Copy out the material below without changes, starting at the line that contains "Query: gray football pant" and ending at the line that contains "Outline every instance of the gray football", with both of those lines included.

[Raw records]
+--

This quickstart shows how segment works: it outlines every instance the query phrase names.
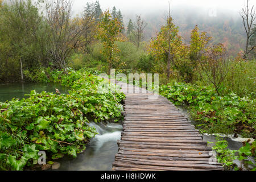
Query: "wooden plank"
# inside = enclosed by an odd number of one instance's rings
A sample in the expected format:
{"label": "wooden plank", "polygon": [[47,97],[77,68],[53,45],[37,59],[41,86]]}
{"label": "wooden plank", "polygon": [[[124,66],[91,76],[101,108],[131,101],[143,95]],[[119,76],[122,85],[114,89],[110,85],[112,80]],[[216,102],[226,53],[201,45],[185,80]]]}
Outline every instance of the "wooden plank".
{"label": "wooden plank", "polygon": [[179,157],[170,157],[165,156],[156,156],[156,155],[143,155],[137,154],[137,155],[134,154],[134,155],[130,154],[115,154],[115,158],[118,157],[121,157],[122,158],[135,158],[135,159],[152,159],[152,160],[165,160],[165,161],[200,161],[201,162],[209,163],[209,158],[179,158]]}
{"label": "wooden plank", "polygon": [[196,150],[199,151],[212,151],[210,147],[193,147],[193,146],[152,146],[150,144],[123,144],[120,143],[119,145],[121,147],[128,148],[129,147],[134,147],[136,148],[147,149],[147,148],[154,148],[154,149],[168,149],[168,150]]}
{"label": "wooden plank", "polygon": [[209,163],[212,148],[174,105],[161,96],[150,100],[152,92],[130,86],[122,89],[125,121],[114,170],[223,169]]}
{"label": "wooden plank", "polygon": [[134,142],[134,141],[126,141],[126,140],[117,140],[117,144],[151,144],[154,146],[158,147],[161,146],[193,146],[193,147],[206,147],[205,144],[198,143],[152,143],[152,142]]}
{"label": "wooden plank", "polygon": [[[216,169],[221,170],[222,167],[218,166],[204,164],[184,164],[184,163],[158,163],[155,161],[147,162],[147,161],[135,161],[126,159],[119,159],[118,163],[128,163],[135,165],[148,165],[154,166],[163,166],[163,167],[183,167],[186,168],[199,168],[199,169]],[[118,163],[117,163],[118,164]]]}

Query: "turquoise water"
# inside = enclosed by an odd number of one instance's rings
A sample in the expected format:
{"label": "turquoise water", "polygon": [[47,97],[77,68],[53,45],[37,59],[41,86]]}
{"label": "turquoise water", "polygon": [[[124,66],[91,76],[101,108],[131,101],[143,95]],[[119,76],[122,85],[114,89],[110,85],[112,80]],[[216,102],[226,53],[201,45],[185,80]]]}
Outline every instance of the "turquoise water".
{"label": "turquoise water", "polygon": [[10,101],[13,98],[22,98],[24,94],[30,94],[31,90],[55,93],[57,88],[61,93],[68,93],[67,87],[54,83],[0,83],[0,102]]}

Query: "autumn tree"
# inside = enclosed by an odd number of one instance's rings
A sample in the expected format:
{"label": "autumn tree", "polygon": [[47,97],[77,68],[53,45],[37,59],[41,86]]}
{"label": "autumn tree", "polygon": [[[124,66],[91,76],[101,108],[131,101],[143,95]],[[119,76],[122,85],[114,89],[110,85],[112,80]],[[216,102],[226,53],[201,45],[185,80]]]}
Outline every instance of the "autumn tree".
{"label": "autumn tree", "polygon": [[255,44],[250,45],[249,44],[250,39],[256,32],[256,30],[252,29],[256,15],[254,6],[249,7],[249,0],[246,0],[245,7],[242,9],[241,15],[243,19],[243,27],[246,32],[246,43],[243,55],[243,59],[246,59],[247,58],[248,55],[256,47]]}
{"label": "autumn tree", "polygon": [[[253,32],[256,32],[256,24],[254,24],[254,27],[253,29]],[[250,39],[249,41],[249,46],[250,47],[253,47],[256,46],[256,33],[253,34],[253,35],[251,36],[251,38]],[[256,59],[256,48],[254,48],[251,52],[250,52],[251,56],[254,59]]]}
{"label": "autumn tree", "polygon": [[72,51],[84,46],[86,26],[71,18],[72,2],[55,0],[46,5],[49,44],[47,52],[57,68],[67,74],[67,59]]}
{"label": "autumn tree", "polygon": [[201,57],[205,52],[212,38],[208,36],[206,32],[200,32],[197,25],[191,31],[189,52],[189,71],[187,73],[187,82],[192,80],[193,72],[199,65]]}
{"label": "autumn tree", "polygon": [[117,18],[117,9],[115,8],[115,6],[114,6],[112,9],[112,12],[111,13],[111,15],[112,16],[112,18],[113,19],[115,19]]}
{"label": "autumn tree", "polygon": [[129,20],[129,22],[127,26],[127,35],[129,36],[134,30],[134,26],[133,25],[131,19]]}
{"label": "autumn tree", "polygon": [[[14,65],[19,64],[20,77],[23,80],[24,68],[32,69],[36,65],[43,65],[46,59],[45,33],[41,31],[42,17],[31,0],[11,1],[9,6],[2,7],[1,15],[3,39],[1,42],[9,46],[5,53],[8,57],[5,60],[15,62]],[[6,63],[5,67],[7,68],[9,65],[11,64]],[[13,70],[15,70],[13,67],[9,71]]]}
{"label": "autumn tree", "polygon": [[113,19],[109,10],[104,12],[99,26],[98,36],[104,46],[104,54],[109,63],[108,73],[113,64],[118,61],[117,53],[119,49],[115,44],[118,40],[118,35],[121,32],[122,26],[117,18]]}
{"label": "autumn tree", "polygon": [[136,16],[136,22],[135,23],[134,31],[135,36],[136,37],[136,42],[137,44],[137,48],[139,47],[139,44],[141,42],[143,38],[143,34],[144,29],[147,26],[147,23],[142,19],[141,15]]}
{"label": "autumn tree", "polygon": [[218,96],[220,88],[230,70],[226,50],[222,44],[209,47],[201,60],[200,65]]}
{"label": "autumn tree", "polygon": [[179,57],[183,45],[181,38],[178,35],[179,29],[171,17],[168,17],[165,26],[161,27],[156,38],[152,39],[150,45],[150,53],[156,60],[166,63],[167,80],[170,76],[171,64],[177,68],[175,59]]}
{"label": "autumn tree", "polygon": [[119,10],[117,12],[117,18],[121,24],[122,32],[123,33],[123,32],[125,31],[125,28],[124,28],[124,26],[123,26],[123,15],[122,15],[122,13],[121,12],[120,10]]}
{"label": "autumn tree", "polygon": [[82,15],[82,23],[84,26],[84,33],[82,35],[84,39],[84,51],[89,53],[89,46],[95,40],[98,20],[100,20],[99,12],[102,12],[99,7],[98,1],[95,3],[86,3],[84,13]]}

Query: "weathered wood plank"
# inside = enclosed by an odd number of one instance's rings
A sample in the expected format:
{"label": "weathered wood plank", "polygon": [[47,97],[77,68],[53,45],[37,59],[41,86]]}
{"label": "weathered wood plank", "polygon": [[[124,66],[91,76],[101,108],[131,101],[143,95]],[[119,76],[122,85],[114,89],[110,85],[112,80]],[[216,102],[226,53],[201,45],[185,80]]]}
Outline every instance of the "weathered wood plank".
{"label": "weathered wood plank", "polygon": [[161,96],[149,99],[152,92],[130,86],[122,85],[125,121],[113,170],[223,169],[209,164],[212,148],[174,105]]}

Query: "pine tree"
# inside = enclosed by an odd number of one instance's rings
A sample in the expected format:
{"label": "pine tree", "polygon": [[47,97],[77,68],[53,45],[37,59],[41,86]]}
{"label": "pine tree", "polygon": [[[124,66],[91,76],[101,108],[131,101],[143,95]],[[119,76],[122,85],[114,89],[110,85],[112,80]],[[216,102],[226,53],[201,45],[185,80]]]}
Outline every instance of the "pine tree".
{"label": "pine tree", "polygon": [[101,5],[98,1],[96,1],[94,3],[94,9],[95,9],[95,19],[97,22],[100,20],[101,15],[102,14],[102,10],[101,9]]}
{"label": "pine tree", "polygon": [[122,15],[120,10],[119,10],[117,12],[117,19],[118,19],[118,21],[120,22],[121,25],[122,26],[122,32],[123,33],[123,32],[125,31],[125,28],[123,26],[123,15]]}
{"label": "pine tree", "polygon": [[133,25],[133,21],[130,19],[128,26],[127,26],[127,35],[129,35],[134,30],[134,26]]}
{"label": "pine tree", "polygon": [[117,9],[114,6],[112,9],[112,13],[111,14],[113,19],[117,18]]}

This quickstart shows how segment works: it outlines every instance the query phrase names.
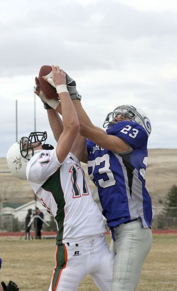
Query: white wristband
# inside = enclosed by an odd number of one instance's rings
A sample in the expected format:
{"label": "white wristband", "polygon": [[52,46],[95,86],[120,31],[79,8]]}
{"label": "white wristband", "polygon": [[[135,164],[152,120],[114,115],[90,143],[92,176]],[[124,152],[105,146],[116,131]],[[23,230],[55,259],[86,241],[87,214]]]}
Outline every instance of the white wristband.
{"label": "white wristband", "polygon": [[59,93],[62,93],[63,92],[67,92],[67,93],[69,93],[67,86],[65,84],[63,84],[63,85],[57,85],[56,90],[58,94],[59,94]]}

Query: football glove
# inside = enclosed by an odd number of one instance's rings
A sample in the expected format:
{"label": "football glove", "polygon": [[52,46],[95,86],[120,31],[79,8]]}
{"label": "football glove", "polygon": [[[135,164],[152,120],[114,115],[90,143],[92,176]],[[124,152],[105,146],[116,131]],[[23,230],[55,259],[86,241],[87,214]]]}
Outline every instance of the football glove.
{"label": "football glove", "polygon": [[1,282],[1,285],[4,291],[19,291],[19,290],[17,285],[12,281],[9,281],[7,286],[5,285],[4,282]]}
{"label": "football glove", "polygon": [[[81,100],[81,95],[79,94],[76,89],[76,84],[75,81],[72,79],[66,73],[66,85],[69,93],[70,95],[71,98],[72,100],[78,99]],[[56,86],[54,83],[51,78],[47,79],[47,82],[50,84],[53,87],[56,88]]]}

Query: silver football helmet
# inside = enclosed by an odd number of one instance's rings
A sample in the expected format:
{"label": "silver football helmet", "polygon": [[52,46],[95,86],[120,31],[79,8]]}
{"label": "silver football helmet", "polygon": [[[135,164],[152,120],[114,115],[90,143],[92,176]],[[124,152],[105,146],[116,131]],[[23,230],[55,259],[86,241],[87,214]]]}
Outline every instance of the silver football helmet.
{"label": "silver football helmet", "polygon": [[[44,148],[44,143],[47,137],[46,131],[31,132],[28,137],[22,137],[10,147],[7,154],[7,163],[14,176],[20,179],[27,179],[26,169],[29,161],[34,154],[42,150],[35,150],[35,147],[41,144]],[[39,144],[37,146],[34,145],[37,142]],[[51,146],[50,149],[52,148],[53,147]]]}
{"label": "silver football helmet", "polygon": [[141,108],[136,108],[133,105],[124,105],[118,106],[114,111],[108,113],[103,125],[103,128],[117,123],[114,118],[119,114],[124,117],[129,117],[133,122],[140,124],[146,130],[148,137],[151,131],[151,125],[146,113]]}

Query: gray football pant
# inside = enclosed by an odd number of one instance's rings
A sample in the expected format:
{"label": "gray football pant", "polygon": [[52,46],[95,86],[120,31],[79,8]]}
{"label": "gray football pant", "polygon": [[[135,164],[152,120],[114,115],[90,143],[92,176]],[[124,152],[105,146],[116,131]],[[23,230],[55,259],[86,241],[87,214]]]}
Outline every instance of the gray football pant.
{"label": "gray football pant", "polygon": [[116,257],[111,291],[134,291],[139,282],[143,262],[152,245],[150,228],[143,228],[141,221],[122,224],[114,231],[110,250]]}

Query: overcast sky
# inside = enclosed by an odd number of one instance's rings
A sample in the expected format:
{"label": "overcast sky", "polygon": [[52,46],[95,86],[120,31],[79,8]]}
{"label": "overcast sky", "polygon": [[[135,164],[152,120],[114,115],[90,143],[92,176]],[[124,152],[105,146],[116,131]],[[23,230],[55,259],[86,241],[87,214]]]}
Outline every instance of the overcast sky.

+--

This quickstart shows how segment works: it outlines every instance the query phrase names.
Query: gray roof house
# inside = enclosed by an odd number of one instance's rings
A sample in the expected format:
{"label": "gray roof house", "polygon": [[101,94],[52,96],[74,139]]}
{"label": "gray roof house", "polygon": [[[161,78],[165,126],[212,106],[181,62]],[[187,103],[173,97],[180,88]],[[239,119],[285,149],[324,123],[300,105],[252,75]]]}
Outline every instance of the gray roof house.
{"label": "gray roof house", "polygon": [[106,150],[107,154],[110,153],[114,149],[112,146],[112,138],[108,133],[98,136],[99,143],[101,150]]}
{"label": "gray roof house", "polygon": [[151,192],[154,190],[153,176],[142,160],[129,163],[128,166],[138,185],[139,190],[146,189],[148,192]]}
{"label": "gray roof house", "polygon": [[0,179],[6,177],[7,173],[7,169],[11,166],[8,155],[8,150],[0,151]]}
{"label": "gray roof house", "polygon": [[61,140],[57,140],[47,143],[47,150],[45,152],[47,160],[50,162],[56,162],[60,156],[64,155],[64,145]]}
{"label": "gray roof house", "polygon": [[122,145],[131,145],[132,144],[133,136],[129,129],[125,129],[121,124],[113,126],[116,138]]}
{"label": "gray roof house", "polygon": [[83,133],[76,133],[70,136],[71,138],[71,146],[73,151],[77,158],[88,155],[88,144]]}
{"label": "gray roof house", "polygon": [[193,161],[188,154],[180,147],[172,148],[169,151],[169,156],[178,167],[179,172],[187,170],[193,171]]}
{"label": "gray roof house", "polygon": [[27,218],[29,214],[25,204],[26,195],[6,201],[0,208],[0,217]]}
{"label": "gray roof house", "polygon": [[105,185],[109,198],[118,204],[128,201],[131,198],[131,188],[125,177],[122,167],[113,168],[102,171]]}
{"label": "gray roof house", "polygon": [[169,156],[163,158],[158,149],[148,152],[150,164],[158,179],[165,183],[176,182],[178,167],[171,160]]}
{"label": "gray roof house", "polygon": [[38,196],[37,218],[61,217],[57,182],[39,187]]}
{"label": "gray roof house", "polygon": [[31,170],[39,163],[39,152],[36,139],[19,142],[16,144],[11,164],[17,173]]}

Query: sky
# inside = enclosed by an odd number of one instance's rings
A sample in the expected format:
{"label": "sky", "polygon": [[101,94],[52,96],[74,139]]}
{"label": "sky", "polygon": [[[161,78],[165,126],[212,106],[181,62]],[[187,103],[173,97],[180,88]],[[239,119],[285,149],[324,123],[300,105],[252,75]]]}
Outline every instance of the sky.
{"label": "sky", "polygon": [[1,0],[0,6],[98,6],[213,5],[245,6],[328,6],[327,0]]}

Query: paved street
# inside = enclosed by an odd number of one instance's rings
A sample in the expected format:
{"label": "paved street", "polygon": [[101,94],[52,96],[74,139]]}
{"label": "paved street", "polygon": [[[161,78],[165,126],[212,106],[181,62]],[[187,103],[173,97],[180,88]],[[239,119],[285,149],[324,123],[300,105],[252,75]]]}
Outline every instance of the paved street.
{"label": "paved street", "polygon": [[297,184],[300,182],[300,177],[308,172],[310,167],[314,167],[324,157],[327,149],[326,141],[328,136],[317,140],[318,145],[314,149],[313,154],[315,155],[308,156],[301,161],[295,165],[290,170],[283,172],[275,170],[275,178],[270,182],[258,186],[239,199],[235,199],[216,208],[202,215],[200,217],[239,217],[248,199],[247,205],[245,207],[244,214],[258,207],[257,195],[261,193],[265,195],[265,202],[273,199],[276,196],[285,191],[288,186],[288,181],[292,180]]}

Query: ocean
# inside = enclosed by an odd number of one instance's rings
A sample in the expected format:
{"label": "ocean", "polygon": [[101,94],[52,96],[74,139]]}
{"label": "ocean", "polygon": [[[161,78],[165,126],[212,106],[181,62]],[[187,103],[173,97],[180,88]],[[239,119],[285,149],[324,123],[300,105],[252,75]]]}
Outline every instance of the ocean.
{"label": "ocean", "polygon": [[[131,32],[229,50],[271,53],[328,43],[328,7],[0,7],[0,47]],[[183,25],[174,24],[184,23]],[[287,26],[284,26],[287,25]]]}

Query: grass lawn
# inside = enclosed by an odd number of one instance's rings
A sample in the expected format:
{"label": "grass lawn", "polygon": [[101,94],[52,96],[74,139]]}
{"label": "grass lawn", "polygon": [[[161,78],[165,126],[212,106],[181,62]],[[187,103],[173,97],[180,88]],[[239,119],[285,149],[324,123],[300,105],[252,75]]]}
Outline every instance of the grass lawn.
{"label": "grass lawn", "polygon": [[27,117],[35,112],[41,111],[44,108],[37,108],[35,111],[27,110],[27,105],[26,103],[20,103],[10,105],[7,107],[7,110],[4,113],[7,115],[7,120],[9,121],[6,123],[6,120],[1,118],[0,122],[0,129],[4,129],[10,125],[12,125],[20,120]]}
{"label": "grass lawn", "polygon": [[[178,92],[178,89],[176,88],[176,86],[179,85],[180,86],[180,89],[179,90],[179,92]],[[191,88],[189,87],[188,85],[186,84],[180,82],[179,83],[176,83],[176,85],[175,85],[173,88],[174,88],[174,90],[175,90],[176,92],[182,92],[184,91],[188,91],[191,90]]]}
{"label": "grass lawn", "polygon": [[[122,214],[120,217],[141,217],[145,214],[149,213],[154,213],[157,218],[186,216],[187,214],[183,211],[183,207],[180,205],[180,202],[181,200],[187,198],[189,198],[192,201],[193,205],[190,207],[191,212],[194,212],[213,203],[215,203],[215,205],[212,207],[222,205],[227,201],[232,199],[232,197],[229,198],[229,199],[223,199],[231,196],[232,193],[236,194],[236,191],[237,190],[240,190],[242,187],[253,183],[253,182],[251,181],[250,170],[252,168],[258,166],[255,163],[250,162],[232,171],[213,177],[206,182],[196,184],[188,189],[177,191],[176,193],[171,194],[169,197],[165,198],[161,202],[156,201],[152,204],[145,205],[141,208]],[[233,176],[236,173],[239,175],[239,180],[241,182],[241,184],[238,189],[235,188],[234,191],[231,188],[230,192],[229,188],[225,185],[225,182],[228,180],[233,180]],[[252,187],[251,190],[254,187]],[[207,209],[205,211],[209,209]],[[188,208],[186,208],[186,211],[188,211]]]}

+--

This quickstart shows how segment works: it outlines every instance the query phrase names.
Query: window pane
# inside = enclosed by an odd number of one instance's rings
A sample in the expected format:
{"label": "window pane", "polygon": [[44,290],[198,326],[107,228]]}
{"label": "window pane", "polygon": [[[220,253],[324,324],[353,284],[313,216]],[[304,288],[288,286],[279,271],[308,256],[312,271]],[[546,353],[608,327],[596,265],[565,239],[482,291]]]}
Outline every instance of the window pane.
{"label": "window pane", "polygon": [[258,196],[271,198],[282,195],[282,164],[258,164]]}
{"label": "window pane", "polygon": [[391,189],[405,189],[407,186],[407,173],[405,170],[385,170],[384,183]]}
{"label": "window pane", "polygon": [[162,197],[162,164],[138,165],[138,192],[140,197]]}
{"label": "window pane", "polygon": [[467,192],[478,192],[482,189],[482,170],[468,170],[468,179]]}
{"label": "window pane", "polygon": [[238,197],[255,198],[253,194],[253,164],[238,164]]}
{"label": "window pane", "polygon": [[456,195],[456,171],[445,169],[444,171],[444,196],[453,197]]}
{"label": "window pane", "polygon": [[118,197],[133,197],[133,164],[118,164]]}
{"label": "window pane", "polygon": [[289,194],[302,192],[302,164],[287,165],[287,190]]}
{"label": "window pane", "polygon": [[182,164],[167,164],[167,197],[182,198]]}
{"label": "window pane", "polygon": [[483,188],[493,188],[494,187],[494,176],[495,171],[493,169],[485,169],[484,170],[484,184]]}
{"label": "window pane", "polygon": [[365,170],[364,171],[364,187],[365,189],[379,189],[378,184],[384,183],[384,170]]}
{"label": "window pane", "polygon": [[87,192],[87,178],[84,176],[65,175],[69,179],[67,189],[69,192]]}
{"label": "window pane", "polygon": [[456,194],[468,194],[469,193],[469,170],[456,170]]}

+--

**Task response**:
Query: gray football pant
# inside = enclosed by an odd number of one instance's rings
A sample in the expected format:
{"label": "gray football pant", "polygon": [[52,46],[95,86],[120,31],[79,8]]}
{"label": "gray football pant", "polygon": [[[135,164],[152,120],[114,115],[90,143],[92,176]],[[124,152],[105,146],[116,131]],[[23,230],[55,259],[86,241],[87,214]]]}
Outline every instance of the gray football pant.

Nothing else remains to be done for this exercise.